▶ **Supplied records**
** Begin **
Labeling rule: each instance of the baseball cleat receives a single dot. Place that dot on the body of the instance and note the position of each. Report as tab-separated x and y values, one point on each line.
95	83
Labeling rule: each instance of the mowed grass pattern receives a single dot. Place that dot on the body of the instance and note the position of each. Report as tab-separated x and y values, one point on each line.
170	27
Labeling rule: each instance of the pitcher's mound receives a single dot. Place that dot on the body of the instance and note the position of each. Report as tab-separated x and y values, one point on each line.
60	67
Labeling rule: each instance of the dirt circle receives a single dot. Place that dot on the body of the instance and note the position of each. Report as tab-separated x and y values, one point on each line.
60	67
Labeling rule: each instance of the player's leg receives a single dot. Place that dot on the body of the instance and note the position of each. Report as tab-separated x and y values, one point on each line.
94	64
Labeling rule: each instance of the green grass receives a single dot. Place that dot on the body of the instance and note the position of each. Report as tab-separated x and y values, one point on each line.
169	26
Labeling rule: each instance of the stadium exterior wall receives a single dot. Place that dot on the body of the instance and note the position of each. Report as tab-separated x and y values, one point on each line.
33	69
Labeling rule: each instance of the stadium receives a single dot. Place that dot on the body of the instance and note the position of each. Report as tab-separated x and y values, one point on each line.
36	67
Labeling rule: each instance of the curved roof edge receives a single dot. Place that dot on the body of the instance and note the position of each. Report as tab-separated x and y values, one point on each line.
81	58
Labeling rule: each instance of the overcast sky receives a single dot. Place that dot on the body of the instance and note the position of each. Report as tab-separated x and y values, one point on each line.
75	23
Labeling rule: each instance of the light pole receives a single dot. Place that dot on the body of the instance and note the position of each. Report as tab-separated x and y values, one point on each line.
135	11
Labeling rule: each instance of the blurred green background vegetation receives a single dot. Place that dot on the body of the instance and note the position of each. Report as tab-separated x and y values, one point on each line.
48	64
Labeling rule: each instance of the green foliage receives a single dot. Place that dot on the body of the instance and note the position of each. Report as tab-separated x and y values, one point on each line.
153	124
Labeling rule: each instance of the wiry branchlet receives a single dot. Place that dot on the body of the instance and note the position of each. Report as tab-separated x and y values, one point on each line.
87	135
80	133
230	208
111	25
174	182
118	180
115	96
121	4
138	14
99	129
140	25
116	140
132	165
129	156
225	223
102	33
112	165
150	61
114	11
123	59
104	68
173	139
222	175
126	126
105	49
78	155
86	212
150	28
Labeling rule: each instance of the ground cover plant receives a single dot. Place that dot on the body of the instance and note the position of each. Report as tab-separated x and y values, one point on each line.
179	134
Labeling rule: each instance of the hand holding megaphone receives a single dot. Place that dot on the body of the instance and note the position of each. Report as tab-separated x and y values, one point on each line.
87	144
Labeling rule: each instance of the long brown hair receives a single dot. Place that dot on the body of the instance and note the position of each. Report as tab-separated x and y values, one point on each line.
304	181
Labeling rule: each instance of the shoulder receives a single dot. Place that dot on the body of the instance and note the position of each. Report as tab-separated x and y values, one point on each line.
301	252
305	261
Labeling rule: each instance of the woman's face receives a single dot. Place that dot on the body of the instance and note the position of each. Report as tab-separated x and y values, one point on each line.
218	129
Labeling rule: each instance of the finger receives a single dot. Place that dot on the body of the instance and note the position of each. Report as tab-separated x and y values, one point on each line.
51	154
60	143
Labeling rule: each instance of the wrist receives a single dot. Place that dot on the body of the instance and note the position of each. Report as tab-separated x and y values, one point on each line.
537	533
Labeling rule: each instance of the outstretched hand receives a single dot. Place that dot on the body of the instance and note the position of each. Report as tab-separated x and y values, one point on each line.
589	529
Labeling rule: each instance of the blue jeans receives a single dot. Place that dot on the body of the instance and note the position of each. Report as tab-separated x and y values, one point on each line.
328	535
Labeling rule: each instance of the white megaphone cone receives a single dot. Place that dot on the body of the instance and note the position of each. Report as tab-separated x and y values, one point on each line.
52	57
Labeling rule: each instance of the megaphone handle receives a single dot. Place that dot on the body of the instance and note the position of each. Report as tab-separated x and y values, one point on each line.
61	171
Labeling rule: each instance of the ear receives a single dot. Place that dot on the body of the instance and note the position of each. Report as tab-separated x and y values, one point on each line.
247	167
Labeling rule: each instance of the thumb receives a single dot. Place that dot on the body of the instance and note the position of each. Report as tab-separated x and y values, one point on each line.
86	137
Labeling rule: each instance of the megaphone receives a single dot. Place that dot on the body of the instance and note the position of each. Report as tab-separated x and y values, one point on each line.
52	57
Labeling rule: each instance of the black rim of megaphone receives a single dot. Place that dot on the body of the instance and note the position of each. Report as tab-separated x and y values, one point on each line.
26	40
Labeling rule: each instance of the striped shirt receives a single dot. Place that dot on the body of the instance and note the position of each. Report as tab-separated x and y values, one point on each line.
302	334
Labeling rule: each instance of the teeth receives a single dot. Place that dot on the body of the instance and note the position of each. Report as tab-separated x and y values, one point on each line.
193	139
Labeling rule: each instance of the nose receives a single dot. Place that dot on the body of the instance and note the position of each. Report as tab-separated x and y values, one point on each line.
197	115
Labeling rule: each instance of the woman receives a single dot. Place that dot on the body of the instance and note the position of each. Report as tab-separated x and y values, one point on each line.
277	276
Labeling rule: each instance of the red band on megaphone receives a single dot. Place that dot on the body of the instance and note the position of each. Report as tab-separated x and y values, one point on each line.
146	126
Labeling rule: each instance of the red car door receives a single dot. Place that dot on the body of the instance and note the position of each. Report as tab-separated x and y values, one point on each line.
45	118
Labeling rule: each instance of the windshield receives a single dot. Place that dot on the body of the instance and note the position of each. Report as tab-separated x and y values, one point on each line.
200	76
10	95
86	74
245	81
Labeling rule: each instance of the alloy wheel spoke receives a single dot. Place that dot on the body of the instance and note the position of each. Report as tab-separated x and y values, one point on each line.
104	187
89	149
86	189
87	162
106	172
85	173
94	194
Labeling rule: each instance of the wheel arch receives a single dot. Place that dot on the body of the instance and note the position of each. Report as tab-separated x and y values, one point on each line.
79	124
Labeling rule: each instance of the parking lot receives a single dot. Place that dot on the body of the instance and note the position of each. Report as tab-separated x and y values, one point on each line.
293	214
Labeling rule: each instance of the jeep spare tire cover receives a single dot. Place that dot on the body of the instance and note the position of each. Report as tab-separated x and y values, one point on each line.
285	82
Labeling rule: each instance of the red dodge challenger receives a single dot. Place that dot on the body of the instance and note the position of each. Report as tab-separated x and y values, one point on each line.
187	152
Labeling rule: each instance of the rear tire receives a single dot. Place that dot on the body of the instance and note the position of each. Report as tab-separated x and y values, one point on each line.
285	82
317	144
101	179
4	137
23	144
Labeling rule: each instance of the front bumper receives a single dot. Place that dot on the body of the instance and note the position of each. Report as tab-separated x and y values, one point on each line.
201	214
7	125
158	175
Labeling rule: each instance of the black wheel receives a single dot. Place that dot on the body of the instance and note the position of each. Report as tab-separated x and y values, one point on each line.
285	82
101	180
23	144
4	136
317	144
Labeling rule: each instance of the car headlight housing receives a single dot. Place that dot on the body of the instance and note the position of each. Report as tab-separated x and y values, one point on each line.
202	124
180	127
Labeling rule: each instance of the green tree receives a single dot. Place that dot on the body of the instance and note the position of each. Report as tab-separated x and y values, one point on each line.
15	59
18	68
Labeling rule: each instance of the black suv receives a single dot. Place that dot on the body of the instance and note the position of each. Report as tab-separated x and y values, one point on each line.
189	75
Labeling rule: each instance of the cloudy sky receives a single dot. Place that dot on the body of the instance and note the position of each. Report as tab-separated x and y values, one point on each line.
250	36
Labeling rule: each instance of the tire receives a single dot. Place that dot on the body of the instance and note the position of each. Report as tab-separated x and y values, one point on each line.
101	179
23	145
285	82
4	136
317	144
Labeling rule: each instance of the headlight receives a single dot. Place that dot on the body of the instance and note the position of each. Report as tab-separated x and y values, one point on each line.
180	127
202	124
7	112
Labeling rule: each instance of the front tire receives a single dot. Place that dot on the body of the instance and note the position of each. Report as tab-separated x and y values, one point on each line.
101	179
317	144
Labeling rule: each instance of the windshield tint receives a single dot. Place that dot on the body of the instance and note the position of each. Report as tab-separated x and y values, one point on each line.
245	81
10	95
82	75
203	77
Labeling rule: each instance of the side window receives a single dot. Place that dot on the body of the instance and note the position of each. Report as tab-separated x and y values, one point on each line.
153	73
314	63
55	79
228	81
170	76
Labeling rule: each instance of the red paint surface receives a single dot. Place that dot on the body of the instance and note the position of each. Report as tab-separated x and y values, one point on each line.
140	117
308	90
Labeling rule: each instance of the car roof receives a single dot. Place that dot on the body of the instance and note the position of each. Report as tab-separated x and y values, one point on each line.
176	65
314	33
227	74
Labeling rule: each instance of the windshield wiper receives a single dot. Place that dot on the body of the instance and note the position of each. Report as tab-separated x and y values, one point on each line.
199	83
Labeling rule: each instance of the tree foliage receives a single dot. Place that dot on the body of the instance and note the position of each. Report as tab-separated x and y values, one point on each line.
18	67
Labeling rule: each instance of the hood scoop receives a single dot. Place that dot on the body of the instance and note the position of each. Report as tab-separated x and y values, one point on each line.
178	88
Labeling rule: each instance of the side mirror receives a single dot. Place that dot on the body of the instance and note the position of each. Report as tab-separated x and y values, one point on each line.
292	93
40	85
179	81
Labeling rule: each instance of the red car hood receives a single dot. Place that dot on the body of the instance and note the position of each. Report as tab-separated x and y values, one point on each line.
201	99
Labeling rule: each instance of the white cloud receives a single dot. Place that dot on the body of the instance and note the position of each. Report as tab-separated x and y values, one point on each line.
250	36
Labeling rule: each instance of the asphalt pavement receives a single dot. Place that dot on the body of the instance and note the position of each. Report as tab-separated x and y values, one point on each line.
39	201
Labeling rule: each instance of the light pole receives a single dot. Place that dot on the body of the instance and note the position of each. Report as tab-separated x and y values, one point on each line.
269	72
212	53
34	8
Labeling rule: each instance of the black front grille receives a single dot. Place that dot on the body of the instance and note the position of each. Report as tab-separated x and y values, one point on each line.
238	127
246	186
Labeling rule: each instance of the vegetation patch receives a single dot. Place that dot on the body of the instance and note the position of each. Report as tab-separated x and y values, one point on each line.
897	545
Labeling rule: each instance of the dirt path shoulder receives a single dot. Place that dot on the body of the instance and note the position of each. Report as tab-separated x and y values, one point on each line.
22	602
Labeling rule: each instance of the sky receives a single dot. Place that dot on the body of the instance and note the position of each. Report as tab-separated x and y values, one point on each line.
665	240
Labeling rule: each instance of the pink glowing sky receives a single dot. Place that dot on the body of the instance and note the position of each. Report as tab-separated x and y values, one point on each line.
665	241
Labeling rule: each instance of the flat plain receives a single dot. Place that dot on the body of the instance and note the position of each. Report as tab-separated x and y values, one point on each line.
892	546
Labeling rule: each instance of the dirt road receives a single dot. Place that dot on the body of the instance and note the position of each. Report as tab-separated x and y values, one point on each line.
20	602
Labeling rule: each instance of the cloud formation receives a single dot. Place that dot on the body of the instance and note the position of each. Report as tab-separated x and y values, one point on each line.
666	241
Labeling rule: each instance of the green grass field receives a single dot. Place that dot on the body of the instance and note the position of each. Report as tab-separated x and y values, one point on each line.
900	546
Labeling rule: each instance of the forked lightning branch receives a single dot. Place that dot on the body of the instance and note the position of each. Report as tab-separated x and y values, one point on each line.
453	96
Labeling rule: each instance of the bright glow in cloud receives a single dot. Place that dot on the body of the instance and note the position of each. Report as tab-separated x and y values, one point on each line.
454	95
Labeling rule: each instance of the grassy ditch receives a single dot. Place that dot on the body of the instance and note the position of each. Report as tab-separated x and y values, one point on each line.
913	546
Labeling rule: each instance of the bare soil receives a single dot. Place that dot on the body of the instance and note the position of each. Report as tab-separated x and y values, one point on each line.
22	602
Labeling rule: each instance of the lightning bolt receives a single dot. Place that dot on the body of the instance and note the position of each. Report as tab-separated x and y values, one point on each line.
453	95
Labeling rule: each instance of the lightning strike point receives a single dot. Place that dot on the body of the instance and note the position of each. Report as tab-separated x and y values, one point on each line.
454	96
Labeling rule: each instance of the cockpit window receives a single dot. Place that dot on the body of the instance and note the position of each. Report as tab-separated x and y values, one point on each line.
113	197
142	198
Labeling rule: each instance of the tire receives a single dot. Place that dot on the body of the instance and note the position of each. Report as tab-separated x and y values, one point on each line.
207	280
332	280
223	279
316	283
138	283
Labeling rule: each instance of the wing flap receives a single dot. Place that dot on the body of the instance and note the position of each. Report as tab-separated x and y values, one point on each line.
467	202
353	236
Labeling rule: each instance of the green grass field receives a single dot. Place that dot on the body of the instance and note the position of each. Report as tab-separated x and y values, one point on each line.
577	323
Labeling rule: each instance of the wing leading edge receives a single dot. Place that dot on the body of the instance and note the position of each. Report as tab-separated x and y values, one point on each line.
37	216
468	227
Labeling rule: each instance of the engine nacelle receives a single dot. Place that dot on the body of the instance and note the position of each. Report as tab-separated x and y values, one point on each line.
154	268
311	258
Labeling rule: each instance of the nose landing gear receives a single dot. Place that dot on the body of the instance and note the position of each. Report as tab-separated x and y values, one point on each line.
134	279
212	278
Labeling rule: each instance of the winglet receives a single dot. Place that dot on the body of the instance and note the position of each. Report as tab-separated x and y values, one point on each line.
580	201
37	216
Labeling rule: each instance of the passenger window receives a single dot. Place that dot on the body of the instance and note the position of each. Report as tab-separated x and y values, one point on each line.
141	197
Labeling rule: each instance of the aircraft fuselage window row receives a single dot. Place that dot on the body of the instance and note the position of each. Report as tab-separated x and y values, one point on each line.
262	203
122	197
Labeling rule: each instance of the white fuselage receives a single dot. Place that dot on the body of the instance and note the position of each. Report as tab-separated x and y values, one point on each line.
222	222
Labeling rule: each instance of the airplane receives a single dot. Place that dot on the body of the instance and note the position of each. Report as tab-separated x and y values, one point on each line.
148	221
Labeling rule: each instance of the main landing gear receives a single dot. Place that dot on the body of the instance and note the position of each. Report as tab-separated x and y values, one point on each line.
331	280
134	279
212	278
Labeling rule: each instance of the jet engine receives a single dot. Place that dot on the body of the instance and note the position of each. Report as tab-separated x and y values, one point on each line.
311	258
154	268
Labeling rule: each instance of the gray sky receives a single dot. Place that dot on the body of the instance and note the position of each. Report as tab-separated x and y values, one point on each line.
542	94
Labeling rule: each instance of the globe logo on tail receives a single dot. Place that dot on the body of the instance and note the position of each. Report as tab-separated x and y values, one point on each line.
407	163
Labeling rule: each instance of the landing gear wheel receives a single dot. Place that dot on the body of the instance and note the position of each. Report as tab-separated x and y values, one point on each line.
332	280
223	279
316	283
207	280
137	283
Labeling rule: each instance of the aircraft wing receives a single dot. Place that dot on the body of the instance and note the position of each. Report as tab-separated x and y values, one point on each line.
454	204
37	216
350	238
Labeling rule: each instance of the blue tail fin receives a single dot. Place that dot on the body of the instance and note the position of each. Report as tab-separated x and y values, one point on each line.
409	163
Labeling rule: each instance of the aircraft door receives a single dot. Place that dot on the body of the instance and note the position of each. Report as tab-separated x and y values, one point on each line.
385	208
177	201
** End **
Would you give again, word for word, every line from the one with "Labeling rule: each instance of the aircraft wing" through the final line of the listing above?

Labeling rule: each instance of the aircraft wing receives a single dot. Place that dot on the body of the instance and note the position of each. Report as tab-separated x and y values, one point on each line.
454	204
37	216
350	238
Labeling rule: each instance of the blue tail fin receives a single dot. Place that dot on the body of the instance and note the position of each. Report as tab-separated x and y values, one point on each line.
409	163
Labeling rule: each instance of the aircraft door receives a single dot. Place that dot on the body of the instance and note the position of each. Report as tab-separated x and y values, one point on each line.
385	208
177	201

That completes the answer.